REQUIRED TASK: List every line of the records below that contains the word "coverts".

Labeled area outline records:
______________________________

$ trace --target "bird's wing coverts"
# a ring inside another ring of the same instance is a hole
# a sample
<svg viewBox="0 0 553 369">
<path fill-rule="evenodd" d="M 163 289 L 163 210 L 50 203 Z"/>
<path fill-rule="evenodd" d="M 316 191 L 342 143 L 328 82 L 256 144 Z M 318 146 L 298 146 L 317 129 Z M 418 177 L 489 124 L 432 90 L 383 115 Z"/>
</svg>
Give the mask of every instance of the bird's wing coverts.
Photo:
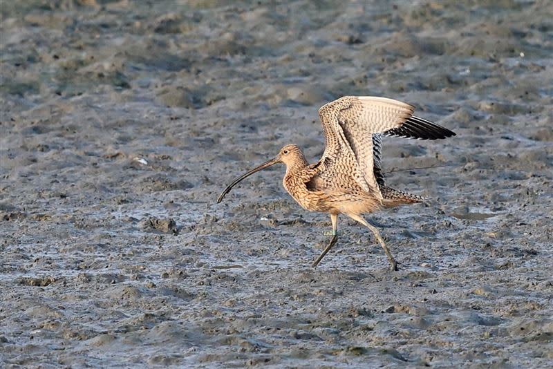
<svg viewBox="0 0 553 369">
<path fill-rule="evenodd" d="M 413 116 L 413 106 L 392 99 L 345 96 L 319 109 L 326 147 L 315 166 L 319 185 L 347 185 L 348 177 L 382 198 L 382 135 L 435 140 L 455 133 Z M 339 179 L 337 180 L 336 177 Z"/>
</svg>

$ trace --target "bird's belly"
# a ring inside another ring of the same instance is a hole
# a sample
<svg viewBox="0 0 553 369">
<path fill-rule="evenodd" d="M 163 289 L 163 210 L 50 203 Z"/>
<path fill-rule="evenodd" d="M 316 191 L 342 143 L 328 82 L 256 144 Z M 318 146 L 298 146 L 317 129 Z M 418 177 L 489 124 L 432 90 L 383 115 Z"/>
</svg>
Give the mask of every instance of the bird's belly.
<svg viewBox="0 0 553 369">
<path fill-rule="evenodd" d="M 285 184 L 285 188 L 301 207 L 310 211 L 362 214 L 374 211 L 381 206 L 376 198 L 365 193 L 314 191 L 308 189 L 305 184 Z"/>
</svg>

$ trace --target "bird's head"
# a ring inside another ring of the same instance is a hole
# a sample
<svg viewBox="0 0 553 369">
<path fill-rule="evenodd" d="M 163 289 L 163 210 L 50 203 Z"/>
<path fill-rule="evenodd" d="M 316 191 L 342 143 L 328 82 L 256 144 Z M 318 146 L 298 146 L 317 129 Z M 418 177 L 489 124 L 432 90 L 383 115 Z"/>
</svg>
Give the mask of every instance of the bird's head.
<svg viewBox="0 0 553 369">
<path fill-rule="evenodd" d="M 299 148 L 299 146 L 294 144 L 288 144 L 281 149 L 276 156 L 270 160 L 265 162 L 261 165 L 256 167 L 253 169 L 247 171 L 240 177 L 233 180 L 232 183 L 229 184 L 227 188 L 225 189 L 225 191 L 223 191 L 221 194 L 219 195 L 219 198 L 217 199 L 217 202 L 221 202 L 223 200 L 223 198 L 224 198 L 227 193 L 230 192 L 230 190 L 232 189 L 232 187 L 234 187 L 238 184 L 238 182 L 246 177 L 249 177 L 256 171 L 259 171 L 261 169 L 264 169 L 268 167 L 270 167 L 271 165 L 274 165 L 275 164 L 278 164 L 279 162 L 285 164 L 286 167 L 288 168 L 296 164 L 307 164 L 306 158 L 303 156 L 303 153 L 301 151 L 301 149 Z"/>
<path fill-rule="evenodd" d="M 288 144 L 281 149 L 279 155 L 275 159 L 278 159 L 278 162 L 283 162 L 287 166 L 298 162 L 304 162 L 303 152 L 298 145 Z"/>
</svg>

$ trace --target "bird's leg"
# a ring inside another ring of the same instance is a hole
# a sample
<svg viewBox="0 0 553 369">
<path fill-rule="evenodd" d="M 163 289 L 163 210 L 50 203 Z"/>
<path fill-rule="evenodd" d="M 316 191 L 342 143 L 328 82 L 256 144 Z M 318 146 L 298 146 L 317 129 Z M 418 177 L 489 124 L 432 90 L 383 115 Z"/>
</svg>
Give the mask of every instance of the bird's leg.
<svg viewBox="0 0 553 369">
<path fill-rule="evenodd" d="M 328 246 L 325 247 L 325 249 L 323 250 L 323 252 L 321 252 L 319 257 L 317 258 L 317 260 L 315 261 L 312 264 L 311 264 L 311 266 L 313 267 L 315 267 L 319 265 L 319 263 L 321 263 L 321 261 L 323 260 L 323 258 L 324 258 L 324 256 L 326 255 L 327 252 L 328 252 L 328 250 L 330 250 L 332 247 L 334 246 L 334 244 L 336 243 L 336 241 L 338 240 L 338 214 L 330 214 L 330 220 L 332 223 L 332 238 L 330 240 L 330 243 L 328 244 Z"/>
<path fill-rule="evenodd" d="M 390 261 L 390 269 L 393 271 L 397 270 L 397 262 L 395 261 L 395 259 L 393 258 L 392 256 L 392 253 L 390 252 L 388 246 L 386 245 L 384 243 L 384 240 L 382 239 L 382 237 L 380 236 L 380 232 L 378 231 L 378 229 L 376 227 L 370 225 L 366 220 L 365 220 L 362 216 L 358 216 L 357 214 L 348 214 L 348 216 L 353 219 L 354 220 L 357 220 L 357 222 L 360 223 L 373 232 L 373 234 L 375 235 L 376 239 L 378 240 L 378 243 L 384 249 L 384 252 L 386 253 L 386 256 L 388 256 L 388 260 Z"/>
</svg>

______________________________

RESULT OF THE TASK:
$ trace --target "bird's wing coverts"
Give the mask of every instance of the bird's wing coverts.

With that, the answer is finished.